◆ **Extract**:
# Colonialism and Calvinism



## Pergamum (Nov 17, 2007)

Due to the views of the Reformed on church and state, how did this affect their overseas missionary endeavors?


----------



## Kevin (Nov 17, 2007)

Pergamum said:


> Due to the views of the Reformed on church and state, how did this affect their overseas missionary endeavors?



It helped.


----------



## Pergamum (Nov 17, 2007)

Huh? How?


----------



## RamistThomist (Nov 18, 2007)

What is the Reformed view, anyway? Are you referring to the robust views of John Knox or the modern-day political gnosticisms proclaimed by some Reformed folk?


----------



## Pergamum (Nov 18, 2007)

Again, huh?



I am referring to the period of time when the Netherlands and other European nations entered into being a colony-minded nation. Mostly the Netherlands because of her Calvinism. How did this affect missionaries and how did this affect the country's views of missions. 

Since Holland is Reformed and most Reformed hold to a tighter view between church and state, how are their mission endeavors different than Americans.


----------



## RamistThomist (Nov 18, 2007)

I assume yo don't mean modern day Holland, since it is anything but Reformed (or Christian, for that matter).


----------



## Pergamum (Nov 18, 2007)

Again..."I am referring to the period of time when the Netherlands and other European nations entered into being a colony-minded nation...."


----------



## Puritan Sailor (Nov 19, 2007)

Pergamum said:


> Again, huh?
> 
> 
> 
> ...

◆ **Tasks to carry out**:
a: Decide whether each statement agrees with the thread, answering yes or no and quoting the words of the thread that settle it: (i) Kevin answered the opening question by saying the Reformed view helped missions; (ii) Pergamum names the Netherlands as the main focus because of its Calvinism; (iii) RamistThomist calls modern-day Holland thoroughly Reformed.
b: Reproduce the passage of the thread that begins at the words "Since Holland is" and stops after "for that matter).".

◆ **Records shown**:
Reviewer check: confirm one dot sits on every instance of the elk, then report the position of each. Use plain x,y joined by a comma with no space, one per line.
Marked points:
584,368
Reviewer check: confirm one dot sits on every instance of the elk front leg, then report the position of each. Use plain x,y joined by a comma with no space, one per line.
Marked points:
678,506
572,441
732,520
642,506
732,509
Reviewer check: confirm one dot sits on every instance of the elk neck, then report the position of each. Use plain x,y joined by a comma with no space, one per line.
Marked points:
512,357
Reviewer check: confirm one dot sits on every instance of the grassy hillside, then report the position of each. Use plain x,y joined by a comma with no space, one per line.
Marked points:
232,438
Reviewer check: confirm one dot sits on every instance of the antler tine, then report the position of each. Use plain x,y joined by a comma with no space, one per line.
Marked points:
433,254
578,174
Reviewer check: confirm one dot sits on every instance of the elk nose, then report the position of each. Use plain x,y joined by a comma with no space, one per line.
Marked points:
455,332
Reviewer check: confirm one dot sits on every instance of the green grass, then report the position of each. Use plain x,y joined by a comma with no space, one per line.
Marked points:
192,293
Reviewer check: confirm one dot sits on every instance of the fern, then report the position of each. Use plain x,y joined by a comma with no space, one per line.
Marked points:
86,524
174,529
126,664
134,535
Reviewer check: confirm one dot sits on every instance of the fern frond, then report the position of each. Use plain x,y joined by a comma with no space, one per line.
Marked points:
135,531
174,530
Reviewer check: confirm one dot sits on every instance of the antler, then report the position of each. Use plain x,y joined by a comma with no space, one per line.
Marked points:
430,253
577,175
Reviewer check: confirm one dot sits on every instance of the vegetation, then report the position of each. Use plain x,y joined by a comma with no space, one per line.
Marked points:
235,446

◆ **Solutions to the tasks**:
a:
(i) Yes: "It helped."
(ii) Yes: "Mostly the Netherlands because of her Calvinism."
(iii) No: "it is anything but Reformed (or Christian, for that matter)"

b:
Since Holland is Reformed and most Reformed hold to a tighter view between church and state, how are their mission endeavors different than Americans.


----------



## RamistThomist (Nov 18, 2007)

I assume yo don't mean modern day Holland, since it is anything but Reformed (or Christian, for that matter).